#### TEXT EXTRACT:
************

A SCAPEGOAT THEORY OF BIVENS.

AuthorCrocker, Katherine Mims

INTRODUCTION 1944 I. EARLY CASES AS A RESPONSE TO SCAPEGOATING 1946 A. Bivens 1947 B. Carlson 1951 C. Davis 1953 II. LATER CASES AS AN INSTANCE OF SCAPEGOATING 1956 A. Convenience 1956 B. Concealment 1960 C. Correction 1966 CONCLUSION 1969 INTRODUCTION

On May 16, 1993, Guido Calabresi, then the dean of Yale Law School (now a senior judge on the Second Circuit), delivered a thoughtful commencement address at Quinnipiac University School of Law. (1) The theme was scapegoats.

Calabresi recounted the story of Eddie Slovik, an army private whom the United States executed by firing squad in the waning months of World War II for running away from his unit. (2) More than 21,000 members of the American military were convicted of abandoning their units during World War II. (8) But Slovik was the only one put to death for his crime. Indeed, he remains the only American subjected to capital punishment for desertion since the Civil War. (4)

Why was Slovik singled out? In Calabresi's telling: "The Army decided that it was necessary to make an example, because if this sort of thing could happen, the war could be lost," and then-General Dwight D. Eisenhower allegedly said, "pick me a loser." (5) Having narrowed the pool down to several soldiers who had left their stations twice, Calabresi continued, the Army "sent in psychologists to interview the double deserters and came up with Eddie Slovik, who came from someplace in the middle west, did not seem to have any family, had perhaps been a petty thief before going into the army," and was considered "a loser." (6) As Slovik himself reportedly put it: "They're not shooting me for deserting the United States Army--thousands of guys have done that. They're shooting me for bread I stole when I was twelve years old." (7)

Slovik, in Calabresi's version of the story, seems to have been a scapegoat. Students of the Bible may be familiar with the literal scapegoat from the Old Testament, which foreshadowed Jesus's death in the Gospels. In Leviticus, God instructed Moses that his brother Aaron, the high priest, should select a live goat and "confess over it all the wickedness and rebellion of the Israelites--all their sins--and put them on the goat's head." (8) Aaron, God said, should then "send the goat away into the wilderness," where it would "carry on itself all [the Israelites'] sins to a remote place." (9) Other cultures have apparently embraced similar rituals too. (10)

************

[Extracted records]
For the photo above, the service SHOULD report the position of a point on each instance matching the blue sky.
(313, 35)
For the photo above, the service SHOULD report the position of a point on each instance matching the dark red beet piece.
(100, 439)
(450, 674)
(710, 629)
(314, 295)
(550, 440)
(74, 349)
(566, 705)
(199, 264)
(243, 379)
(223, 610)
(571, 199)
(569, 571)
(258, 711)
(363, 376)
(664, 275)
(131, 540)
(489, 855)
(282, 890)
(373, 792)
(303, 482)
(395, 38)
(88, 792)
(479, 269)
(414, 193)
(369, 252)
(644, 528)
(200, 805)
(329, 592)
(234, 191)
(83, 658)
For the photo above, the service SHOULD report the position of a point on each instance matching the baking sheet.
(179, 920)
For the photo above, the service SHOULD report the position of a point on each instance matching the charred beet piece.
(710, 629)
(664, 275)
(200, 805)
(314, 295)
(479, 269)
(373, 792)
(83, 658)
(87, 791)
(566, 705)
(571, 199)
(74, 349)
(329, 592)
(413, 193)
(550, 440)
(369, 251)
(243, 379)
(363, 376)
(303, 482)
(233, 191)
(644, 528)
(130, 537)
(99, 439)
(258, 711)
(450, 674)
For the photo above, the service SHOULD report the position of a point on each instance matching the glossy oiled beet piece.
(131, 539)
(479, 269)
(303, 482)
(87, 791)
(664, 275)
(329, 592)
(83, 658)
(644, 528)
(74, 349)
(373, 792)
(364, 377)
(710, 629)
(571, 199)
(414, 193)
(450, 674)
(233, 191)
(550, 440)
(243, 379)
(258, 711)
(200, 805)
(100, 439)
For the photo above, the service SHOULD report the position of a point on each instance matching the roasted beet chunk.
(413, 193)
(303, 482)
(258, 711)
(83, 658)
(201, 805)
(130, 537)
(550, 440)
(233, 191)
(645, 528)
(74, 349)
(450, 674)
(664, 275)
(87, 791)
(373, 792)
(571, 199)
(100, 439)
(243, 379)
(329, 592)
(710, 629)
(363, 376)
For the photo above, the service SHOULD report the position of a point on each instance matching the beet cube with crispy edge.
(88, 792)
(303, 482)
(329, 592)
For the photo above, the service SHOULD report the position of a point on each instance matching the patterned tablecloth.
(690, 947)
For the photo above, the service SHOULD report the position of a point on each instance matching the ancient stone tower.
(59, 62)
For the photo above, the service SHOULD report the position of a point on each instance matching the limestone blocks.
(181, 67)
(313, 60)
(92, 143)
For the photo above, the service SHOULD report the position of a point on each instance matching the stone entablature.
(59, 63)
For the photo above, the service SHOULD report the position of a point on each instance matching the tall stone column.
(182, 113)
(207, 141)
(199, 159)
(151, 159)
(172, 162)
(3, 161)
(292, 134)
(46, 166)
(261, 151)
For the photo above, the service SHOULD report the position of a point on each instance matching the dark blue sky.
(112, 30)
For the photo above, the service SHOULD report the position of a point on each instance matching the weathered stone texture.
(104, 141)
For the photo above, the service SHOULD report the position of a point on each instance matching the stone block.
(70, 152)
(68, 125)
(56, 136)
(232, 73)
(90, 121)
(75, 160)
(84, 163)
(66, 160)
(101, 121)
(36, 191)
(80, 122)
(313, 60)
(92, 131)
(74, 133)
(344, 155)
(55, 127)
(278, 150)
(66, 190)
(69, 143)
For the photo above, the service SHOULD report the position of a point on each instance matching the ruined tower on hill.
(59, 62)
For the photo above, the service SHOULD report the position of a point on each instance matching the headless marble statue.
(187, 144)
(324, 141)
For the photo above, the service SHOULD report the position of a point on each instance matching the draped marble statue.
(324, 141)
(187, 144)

************

#### PROBLEM TO SOLVE:
In the Bivens text extract, what was Eddie Slovik executed for?

#### ANSWER:
Running away from his unit, which was desertion.